PODANY TEKST:
+===+

Drastyczny zwrot w kredytowaniu aut

Choć Polacy wciąż wolą auta używane od nowych, to nawet ten rynek zaczyna sunąć w dół. Spadają wpływy z akcyzy

Publikacja: 12.07.2011 16:52

Drastyczny zwrot w kredytowaniu aut

Foto: Fotorzepa, Jak Jakub Ostałowski

Nawet o kilkanaście proc. zmalał w tym roku popyt na nowe auta wśród klientów indywidualnych - szacują eksperci rynku.

W dodatku nic nie wskazuje, by ten trend miał się zmienić. Tradycyjny sezon zakupowy - wiosna i okres przed wakacjami - przyniosły wręcz pogłębienie tendencji spadkowych. Widać to po zainteresowaniu kredytami: tymi na samochody nowe - mocno zmalało. Przybyło za to osób szukających kredytu na auto używane.

+===+

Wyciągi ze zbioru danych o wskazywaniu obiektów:
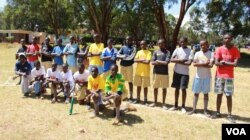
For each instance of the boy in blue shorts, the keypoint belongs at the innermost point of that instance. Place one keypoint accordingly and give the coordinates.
(182, 57)
(226, 58)
(203, 60)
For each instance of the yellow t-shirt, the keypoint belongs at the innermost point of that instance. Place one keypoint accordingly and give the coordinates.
(96, 83)
(96, 48)
(143, 69)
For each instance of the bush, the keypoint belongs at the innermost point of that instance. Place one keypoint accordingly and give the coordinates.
(10, 39)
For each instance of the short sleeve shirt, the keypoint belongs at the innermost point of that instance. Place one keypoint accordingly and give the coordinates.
(228, 55)
(96, 48)
(71, 59)
(162, 55)
(182, 53)
(96, 83)
(108, 63)
(115, 84)
(81, 77)
(201, 57)
(32, 49)
(35, 73)
(53, 74)
(143, 69)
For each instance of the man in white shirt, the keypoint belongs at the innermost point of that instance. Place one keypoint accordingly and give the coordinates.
(182, 57)
(81, 82)
(53, 76)
(38, 78)
(67, 82)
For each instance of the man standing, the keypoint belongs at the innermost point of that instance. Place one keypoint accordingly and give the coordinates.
(46, 57)
(226, 58)
(127, 55)
(70, 51)
(32, 52)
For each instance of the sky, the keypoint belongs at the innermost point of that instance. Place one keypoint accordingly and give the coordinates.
(174, 10)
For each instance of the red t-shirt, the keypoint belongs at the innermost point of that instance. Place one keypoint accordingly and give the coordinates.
(32, 49)
(228, 55)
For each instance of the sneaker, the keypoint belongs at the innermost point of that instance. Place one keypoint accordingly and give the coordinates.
(191, 112)
(88, 107)
(41, 97)
(26, 94)
(145, 103)
(231, 119)
(136, 102)
(53, 100)
(67, 101)
(173, 108)
(94, 115)
(116, 121)
(164, 107)
(183, 110)
(206, 113)
(216, 115)
(130, 100)
(152, 105)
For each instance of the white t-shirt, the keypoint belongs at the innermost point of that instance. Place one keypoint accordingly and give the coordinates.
(68, 76)
(200, 57)
(53, 75)
(35, 73)
(182, 53)
(81, 77)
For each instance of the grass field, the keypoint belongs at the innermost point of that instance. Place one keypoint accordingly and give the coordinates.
(29, 118)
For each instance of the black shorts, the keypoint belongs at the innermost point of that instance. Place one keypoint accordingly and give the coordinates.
(180, 81)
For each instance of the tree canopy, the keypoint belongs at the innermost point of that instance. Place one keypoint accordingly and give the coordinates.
(145, 19)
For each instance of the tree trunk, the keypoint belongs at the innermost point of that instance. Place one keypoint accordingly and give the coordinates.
(160, 17)
(185, 4)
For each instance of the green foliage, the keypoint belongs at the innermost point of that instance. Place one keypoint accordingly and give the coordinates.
(10, 38)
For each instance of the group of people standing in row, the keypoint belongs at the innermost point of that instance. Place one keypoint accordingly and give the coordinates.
(91, 72)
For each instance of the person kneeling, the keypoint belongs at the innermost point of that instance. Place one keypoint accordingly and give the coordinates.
(114, 88)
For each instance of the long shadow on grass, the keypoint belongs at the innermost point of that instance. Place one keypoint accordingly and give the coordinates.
(127, 118)
(244, 60)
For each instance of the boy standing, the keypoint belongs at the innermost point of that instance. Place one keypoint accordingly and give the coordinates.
(32, 52)
(46, 51)
(38, 77)
(57, 53)
(70, 51)
(67, 81)
(182, 57)
(127, 54)
(95, 51)
(114, 88)
(81, 82)
(226, 58)
(142, 73)
(83, 52)
(160, 61)
(53, 76)
(96, 87)
(108, 57)
(203, 60)
(23, 69)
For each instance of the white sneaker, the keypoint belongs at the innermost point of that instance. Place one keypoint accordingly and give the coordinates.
(183, 110)
(67, 101)
(164, 107)
(173, 109)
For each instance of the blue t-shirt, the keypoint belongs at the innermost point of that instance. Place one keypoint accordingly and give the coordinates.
(26, 67)
(108, 63)
(71, 59)
(129, 52)
(58, 50)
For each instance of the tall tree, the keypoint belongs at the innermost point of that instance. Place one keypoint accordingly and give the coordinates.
(99, 14)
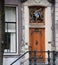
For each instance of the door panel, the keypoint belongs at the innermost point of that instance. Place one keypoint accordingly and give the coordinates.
(37, 41)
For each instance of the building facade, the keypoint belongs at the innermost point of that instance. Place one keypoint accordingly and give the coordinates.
(28, 26)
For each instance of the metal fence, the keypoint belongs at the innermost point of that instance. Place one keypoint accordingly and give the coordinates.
(40, 58)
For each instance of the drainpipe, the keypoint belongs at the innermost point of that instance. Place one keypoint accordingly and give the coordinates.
(53, 22)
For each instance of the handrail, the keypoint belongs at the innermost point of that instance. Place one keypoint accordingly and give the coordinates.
(35, 55)
(19, 58)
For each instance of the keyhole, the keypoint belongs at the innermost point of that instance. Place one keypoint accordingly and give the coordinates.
(36, 42)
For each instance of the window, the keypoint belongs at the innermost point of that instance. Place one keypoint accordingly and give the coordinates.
(10, 29)
(36, 14)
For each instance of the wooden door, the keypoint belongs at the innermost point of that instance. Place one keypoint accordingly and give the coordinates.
(37, 41)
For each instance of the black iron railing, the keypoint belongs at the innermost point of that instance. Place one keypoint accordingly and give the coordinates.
(36, 59)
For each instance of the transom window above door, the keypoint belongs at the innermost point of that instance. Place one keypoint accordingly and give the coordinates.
(36, 14)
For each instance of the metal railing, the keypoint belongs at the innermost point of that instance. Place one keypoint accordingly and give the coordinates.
(36, 59)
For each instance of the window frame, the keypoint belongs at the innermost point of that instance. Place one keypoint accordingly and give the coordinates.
(16, 52)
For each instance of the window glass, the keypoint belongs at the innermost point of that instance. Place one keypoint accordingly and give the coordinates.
(10, 29)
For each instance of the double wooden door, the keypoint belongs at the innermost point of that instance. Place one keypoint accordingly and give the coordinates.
(37, 42)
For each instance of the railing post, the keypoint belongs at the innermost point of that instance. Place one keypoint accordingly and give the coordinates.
(35, 58)
(48, 57)
(53, 57)
(29, 57)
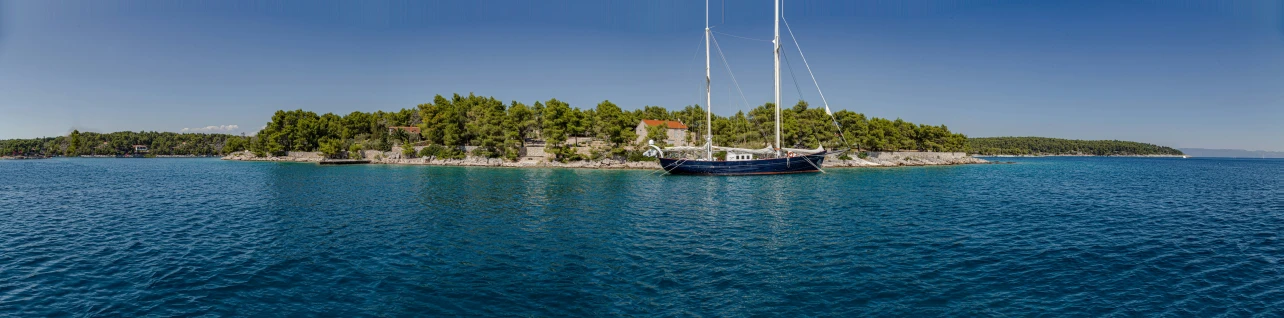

+===+

POLECENIE DO ZADANIA: Proszę podjąć artykuł o kredytowaniu aut tam, gdzie się urywa, i dopisać jego dalszy ciąg.

WYNIK ZADANIA:
Według analityków porównywarki finansowej Comperia.pl, (przebadali 195 tys. zapytań o kredyt), sytuacja radykalnie zmieniła się w połowie marca. - Do tego czasu 55-60 proc. osób zainteresowanych było kredytem na nowy samochód. Ale teraz 80 proc. zapytań dotyczy kredytu na używany - mówi analityk Comperii Marcin Zienkiewicz.

W tym roku rynek aut używanych będzie najprawdopodobniej dwuipółkrotnie większy niż nowych. - Przy utrzymaniu obecnego tempa importu, do końca roku Polacy powinni sprowadzić około 700 tys. samochodów używanych, podobnie jak w roku ubiegłym - uważa prezes Samaru Wojciech Drzewiecki.

Prywatny import w czerwcu wzrósł w porównaniu z majem o 4,4 proc. Czy to dobra perspektywa dla autokomisów? Niekoniecznie, bo w ujęciu rok do roku miniony właśnie czerwiec okazał się od ubiegłorocznego słabszy o 8,5 proc. A liczba transakcji daleko odbiega od wcześniejszych oczekiwań. Na giełdzie samochodowej w Mysłowicach, gdzie w trzech halach w 36 komisach oferowanych jest codziennie blisko tysiąc samochodów,  ruch mocno zmalał. - Rynek jest przesycony. Liczba transakcji jest mniejsza w porównaniu z ub. rokiem nawet o 15 proc. - mówi członek zarządzającej giełdą spółki Ameks Jerzy Zasadzeń.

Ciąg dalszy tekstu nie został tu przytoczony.